Format the items from the start through the line containing "positive clicks: (369, 289)" as a Markdown table with columns Row and Line. Number each line in Row and skip blank lines.

- [Material for the task]
- - - - -

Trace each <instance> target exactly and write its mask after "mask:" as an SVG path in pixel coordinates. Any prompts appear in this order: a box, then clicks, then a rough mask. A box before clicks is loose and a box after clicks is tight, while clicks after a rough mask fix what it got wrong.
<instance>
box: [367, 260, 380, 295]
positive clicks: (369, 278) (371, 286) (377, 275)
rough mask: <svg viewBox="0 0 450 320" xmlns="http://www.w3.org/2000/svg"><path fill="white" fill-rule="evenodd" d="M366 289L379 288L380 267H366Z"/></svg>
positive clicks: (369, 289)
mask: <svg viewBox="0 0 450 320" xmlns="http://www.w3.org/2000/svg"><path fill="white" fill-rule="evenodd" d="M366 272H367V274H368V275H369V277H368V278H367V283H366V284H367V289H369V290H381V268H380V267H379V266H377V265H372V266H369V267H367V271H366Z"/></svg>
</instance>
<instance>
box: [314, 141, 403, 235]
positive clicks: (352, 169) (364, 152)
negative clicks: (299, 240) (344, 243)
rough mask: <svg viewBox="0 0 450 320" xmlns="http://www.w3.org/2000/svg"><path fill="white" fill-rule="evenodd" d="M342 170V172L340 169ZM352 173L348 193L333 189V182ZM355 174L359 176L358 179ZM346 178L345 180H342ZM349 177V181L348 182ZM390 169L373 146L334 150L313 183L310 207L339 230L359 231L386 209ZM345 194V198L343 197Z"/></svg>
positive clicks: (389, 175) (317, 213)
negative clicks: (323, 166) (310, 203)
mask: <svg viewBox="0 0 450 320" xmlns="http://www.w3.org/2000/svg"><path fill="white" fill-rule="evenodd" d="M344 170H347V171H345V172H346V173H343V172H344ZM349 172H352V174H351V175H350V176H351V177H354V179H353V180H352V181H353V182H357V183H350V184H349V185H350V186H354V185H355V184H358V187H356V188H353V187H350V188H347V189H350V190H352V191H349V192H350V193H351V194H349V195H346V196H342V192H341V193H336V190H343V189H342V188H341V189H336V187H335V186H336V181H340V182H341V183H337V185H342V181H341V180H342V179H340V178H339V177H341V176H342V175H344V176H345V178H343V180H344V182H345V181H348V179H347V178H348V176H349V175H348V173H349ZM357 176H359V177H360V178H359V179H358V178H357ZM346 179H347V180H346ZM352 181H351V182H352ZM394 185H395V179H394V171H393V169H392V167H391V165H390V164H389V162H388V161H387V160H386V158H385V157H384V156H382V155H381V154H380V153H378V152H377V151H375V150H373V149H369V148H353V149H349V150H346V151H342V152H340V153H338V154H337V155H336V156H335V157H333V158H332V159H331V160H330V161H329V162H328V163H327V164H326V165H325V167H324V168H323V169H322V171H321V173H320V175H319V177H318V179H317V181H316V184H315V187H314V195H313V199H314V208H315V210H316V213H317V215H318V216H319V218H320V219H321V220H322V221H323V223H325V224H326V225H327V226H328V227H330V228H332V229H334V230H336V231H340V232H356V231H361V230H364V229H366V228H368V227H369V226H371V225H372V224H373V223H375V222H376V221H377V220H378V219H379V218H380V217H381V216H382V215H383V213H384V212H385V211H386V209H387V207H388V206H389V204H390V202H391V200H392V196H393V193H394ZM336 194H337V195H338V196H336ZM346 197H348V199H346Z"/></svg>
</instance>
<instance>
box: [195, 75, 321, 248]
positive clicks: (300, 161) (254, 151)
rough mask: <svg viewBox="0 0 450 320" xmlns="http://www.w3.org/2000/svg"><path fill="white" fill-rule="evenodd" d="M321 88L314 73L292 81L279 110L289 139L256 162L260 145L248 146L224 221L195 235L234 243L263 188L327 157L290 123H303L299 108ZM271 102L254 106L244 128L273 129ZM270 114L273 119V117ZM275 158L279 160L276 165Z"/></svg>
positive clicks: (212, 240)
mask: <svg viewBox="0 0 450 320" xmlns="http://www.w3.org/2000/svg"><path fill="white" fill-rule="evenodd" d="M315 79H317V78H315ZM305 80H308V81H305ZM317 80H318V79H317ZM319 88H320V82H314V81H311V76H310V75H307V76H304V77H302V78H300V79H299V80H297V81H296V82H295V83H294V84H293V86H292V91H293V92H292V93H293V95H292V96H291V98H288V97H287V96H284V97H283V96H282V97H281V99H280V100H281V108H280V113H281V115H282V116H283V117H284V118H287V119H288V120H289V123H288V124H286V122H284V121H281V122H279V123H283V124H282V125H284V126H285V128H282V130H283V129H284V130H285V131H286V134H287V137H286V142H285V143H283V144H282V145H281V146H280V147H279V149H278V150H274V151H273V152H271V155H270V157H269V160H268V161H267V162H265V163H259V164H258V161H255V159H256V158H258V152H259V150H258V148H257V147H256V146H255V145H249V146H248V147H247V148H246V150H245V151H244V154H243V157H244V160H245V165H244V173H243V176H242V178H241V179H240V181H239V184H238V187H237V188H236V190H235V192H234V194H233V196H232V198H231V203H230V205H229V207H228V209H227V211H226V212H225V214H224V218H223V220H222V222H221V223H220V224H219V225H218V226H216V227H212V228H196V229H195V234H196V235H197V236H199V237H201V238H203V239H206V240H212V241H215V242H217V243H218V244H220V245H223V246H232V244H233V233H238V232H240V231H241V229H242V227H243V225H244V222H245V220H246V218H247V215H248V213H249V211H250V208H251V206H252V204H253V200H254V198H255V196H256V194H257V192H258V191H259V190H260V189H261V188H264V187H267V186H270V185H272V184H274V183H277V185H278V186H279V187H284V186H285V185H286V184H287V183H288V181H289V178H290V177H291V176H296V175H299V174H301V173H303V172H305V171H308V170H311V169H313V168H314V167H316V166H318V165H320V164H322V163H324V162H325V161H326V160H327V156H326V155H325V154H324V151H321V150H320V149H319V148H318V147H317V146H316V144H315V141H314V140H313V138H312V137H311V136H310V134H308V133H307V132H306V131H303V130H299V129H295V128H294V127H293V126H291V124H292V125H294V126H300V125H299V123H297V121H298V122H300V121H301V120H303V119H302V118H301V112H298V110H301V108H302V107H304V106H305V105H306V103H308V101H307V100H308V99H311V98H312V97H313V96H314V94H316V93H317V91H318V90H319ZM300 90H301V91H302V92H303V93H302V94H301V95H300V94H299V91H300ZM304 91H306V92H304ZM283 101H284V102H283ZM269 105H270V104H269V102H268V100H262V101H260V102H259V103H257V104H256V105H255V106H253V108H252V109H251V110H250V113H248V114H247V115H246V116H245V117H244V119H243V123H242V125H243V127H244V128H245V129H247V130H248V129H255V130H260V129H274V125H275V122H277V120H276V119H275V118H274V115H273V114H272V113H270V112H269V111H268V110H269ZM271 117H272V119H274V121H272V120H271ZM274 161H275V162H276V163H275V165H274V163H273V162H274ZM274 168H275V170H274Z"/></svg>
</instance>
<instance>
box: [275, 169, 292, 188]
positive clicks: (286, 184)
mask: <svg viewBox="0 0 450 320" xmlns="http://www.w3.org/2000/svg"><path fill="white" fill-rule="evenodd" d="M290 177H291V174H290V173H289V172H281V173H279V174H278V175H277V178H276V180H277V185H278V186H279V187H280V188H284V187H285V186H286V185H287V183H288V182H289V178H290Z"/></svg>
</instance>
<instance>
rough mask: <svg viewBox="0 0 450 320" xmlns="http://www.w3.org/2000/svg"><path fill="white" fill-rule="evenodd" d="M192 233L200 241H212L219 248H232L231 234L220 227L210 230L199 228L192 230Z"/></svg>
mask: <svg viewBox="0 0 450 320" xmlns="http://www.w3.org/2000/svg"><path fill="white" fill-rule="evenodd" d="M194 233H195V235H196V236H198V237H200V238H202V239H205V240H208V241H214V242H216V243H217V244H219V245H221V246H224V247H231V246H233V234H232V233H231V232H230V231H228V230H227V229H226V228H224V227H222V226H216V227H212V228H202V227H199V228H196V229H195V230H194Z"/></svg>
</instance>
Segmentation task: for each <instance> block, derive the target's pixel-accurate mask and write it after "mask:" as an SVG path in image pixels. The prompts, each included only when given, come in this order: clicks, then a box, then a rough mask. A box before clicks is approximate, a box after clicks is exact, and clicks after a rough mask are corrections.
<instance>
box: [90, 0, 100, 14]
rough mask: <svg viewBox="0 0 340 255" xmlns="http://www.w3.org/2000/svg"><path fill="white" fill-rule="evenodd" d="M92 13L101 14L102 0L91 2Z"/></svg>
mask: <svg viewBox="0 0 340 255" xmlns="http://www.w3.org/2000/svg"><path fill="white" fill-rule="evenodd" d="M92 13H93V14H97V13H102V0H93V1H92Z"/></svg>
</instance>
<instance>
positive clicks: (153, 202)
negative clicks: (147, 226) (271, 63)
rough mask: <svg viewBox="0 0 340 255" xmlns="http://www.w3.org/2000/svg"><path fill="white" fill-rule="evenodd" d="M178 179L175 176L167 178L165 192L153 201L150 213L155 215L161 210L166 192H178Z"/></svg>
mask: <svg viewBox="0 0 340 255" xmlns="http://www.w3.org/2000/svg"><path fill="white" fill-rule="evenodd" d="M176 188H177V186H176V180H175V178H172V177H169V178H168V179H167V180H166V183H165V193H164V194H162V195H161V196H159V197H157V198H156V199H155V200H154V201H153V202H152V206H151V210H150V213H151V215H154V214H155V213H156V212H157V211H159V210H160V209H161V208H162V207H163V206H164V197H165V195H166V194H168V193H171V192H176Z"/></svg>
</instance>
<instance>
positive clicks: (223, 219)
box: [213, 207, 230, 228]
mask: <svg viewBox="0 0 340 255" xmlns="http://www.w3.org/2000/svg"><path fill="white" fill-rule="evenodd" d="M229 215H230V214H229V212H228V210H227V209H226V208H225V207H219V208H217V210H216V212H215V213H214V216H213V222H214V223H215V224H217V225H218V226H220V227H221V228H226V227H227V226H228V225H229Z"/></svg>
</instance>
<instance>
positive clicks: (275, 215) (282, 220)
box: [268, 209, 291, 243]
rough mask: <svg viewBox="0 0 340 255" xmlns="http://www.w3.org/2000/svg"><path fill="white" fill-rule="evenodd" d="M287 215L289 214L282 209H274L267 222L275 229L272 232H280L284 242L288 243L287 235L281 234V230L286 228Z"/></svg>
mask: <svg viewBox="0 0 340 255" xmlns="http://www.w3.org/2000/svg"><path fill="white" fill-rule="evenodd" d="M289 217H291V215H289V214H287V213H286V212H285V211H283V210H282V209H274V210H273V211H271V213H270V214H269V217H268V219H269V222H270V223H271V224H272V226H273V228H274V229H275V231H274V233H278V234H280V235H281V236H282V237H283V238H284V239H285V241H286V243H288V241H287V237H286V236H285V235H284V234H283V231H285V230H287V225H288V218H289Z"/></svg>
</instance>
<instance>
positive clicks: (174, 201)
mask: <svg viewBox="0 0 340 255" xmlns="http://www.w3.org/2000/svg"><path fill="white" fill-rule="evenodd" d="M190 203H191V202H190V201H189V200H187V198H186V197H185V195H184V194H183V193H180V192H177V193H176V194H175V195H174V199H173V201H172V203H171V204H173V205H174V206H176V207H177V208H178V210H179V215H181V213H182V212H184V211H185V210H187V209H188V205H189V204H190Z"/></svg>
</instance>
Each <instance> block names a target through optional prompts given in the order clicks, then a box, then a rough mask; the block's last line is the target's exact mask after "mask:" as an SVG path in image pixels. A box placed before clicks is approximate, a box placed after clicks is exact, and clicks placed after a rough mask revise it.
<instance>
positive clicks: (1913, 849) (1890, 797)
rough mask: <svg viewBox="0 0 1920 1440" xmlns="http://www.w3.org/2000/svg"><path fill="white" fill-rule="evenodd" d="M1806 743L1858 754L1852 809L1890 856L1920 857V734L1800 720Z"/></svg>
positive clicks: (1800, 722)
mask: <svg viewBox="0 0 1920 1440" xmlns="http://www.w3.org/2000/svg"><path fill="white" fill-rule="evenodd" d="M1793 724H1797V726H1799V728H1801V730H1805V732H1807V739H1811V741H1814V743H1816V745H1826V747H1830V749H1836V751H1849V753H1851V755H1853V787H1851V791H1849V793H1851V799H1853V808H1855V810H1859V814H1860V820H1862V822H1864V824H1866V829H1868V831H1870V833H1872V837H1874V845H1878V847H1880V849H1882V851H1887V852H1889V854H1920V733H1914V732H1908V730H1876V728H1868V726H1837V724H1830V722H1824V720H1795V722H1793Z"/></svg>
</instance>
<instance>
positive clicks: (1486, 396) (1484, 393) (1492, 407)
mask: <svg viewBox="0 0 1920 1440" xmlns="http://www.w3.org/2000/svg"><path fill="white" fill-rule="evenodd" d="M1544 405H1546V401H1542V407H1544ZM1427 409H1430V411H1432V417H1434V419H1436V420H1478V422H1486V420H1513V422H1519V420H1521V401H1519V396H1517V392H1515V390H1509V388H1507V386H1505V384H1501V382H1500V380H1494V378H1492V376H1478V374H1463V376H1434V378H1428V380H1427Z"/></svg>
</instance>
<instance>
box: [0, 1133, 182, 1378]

- - - - -

- [Written response]
| Row | Line |
|---|---|
| 1 | Trace each <instance> target exactly and write its mask after "mask:" as an SVG path in pixel coordinates. Any prompts appear in this order: a box, then clicks, then a rough mask. A box before clicks is loose and a box after clicks is tight, while clicks after a rough mask fix what it got wrong. |
| 2 | <instance> |
| 3 | box: [367, 260, 380, 295] |
| 4 | positive clicks: (369, 278) (371, 286) (377, 275) |
| 5 | rough mask: <svg viewBox="0 0 450 320" xmlns="http://www.w3.org/2000/svg"><path fill="white" fill-rule="evenodd" d="M366 289L379 288L380 267H366Z"/></svg> |
| 6 | positive clicks: (369, 289) |